» **Work to do**
Recast the part of the data that opens with the line containing "[tag] one dot per instance, sample [209,18]." and closes with the last line of the data as a numbered list, omitting blank lines.

(Object position labeling data)
------------

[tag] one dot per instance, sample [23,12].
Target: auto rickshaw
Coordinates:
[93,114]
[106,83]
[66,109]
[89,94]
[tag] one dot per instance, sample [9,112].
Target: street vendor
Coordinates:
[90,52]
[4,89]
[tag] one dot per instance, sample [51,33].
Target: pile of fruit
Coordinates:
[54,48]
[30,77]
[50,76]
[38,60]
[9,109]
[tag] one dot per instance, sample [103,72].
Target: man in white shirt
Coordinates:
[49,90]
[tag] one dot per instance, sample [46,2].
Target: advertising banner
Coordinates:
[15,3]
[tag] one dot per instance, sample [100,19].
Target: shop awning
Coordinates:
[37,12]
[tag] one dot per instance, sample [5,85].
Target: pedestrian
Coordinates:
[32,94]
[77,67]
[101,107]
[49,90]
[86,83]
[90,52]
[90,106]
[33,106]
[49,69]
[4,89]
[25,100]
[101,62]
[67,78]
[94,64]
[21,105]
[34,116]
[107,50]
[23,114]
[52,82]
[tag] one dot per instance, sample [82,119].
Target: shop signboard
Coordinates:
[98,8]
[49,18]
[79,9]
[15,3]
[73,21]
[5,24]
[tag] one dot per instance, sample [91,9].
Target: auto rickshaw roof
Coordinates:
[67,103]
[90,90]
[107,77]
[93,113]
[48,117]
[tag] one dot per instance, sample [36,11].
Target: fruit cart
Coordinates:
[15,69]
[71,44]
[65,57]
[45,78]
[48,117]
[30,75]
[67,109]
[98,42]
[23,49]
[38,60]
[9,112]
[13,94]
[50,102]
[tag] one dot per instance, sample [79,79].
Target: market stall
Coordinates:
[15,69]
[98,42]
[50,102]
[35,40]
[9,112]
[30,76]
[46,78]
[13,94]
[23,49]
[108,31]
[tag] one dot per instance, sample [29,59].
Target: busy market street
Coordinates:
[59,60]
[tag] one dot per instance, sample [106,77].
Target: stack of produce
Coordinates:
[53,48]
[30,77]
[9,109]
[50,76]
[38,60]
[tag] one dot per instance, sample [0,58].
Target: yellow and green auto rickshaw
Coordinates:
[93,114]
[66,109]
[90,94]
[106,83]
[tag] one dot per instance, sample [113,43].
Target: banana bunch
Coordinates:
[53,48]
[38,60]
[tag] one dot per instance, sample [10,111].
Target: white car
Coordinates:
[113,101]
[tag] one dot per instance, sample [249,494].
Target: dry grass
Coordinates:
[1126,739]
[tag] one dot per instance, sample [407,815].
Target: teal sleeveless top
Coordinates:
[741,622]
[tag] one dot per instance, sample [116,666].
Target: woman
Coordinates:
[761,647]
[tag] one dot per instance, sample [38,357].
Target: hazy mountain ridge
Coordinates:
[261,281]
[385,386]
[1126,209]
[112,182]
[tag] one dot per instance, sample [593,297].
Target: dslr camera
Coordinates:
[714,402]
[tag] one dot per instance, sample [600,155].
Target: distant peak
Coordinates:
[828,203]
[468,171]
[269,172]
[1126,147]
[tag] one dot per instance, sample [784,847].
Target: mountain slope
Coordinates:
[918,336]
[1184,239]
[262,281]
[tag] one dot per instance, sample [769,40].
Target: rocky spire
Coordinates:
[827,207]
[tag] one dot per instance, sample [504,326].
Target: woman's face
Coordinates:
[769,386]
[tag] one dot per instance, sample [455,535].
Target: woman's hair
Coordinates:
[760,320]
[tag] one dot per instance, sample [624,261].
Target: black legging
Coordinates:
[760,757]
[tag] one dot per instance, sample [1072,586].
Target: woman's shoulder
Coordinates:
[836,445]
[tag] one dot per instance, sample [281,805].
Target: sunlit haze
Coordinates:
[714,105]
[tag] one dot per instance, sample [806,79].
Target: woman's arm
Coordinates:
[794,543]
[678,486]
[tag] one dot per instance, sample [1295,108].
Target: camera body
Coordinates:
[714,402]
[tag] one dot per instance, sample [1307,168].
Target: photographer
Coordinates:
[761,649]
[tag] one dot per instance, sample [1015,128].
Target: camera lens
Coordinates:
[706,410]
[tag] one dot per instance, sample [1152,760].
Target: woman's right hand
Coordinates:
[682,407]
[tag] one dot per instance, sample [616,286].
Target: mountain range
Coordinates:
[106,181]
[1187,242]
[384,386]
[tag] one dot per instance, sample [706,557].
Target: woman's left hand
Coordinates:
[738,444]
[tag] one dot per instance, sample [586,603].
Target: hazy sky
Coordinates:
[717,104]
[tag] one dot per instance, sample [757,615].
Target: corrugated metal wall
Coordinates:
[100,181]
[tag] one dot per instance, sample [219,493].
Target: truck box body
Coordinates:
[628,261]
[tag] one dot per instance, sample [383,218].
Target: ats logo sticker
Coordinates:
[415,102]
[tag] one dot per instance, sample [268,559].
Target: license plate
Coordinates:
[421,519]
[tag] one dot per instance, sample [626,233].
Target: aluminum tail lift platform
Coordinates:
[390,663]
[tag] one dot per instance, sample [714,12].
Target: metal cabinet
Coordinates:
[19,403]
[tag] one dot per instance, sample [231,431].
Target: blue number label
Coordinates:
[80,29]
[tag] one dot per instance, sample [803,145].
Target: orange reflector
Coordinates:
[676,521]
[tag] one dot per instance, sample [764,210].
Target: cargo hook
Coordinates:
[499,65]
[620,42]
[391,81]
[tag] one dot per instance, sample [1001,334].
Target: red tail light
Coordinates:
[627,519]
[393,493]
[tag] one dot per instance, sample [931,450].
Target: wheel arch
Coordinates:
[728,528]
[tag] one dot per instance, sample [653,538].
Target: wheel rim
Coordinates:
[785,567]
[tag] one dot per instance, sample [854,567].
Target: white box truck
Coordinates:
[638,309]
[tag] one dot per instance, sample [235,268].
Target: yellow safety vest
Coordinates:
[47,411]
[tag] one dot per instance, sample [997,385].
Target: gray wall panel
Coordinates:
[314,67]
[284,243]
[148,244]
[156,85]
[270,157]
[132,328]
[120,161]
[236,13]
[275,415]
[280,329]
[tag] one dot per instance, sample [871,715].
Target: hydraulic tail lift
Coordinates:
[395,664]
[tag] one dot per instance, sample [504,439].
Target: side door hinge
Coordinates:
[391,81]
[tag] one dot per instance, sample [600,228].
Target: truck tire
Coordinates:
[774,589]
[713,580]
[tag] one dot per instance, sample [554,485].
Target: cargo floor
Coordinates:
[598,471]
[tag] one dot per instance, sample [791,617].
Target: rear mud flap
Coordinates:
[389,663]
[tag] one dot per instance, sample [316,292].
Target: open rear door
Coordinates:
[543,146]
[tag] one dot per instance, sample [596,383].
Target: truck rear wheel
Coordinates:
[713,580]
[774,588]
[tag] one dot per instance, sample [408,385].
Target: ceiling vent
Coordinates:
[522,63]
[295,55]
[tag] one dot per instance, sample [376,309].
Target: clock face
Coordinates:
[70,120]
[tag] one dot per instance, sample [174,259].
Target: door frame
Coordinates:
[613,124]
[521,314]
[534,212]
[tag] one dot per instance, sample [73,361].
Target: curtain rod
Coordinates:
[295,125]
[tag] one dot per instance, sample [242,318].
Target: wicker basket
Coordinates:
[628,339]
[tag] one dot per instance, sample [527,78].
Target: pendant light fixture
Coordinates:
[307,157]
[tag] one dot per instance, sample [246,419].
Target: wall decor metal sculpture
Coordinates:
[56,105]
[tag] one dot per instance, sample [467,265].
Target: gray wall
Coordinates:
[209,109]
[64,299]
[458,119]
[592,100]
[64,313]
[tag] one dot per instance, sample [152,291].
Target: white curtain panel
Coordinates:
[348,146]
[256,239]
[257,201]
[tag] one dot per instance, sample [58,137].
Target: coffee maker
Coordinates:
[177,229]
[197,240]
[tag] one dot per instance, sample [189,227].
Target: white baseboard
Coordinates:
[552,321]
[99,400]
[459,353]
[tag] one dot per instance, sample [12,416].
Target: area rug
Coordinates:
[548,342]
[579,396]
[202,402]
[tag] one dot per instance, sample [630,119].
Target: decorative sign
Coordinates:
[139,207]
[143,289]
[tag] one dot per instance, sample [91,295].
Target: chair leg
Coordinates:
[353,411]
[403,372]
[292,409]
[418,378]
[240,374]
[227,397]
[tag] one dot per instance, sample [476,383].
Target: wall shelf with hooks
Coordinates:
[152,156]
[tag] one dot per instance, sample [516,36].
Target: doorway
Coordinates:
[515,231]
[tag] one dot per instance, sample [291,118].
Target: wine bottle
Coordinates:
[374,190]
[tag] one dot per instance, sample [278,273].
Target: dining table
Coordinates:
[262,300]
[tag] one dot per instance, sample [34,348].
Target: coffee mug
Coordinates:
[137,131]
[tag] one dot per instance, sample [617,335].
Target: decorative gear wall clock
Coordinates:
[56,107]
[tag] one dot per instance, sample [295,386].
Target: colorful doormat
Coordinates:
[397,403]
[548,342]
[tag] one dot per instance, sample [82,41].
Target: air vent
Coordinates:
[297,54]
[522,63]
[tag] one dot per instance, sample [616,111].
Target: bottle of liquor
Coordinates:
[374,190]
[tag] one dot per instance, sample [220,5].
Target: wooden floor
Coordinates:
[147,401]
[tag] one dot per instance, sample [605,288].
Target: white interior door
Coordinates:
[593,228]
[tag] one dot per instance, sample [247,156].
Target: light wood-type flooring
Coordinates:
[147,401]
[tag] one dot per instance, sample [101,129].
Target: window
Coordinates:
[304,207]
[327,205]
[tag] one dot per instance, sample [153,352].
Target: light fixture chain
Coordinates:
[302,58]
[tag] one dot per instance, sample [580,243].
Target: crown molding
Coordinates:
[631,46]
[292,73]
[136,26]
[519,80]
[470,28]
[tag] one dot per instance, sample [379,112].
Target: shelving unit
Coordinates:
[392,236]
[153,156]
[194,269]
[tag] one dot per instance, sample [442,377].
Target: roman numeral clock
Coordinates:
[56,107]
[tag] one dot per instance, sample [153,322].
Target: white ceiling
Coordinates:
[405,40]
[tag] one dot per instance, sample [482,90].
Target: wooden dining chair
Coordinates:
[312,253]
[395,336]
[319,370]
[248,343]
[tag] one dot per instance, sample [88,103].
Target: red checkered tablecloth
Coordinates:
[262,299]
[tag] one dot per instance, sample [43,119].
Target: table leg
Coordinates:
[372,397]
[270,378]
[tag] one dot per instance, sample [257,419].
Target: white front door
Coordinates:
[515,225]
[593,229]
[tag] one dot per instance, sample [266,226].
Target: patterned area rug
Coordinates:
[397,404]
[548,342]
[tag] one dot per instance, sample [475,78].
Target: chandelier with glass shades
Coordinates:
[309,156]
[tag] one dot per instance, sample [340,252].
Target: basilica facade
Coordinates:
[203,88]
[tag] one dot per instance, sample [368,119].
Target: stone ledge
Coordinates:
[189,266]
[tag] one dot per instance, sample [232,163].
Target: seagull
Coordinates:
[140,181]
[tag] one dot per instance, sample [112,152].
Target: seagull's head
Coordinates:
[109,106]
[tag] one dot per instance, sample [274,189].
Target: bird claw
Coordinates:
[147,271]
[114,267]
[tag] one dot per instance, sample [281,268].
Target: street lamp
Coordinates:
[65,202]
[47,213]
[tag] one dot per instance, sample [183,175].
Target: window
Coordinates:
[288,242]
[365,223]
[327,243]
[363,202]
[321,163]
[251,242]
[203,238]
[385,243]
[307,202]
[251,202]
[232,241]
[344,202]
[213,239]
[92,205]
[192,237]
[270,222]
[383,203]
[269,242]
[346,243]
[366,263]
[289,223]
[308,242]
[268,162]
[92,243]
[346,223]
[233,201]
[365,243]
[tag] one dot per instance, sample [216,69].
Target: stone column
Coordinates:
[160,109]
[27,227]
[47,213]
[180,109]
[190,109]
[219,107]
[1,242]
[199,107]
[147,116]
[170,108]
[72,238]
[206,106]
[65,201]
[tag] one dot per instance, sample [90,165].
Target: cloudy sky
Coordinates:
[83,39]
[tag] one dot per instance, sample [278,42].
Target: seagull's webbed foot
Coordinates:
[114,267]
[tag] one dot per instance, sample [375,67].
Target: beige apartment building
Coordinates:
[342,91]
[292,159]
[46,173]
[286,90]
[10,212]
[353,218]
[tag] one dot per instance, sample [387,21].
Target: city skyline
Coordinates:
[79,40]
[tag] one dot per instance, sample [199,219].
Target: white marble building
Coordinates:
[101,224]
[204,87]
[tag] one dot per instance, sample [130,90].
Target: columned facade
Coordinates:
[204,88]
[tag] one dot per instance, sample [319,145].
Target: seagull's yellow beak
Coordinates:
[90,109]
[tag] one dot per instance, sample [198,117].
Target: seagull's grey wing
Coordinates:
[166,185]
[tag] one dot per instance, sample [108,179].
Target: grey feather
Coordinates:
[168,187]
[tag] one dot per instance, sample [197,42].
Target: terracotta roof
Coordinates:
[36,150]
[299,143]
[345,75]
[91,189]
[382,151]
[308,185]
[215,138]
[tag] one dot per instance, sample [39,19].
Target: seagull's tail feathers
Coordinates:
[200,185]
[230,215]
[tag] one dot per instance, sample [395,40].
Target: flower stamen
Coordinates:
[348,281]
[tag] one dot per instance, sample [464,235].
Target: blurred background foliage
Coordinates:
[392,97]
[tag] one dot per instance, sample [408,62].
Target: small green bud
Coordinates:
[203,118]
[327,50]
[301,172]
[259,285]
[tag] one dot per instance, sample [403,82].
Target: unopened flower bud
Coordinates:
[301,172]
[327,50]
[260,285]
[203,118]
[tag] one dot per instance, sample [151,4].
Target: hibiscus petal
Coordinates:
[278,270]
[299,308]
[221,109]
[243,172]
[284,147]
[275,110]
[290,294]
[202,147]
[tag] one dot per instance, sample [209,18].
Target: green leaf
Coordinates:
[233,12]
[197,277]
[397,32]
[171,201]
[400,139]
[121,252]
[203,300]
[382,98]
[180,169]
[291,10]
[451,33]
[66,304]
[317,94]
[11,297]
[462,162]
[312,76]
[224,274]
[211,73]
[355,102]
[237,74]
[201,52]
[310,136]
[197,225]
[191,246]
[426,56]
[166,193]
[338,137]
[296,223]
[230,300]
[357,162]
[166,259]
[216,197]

------------

» **Solution**
1. [tag] one dot per instance, sample [209,18].
2. Target: green leaf
3. Coordinates:
4. [233,12]
5. [197,277]
6. [397,32]
7. [171,201]
8. [400,139]
9. [121,252]
10. [203,300]
11. [382,98]
12. [180,169]
13. [291,10]
14. [451,33]
15. [66,304]
16. [317,94]
17. [11,297]
18. [462,162]
19. [312,76]
20. [224,274]
21. [211,73]
22. [355,102]
23. [237,74]
24. [201,52]
25. [310,136]
26. [197,225]
27. [191,246]
28. [426,56]
29. [166,193]
30. [338,137]
31. [296,223]
32. [230,300]
33. [357,162]
34. [166,259]
35. [216,197]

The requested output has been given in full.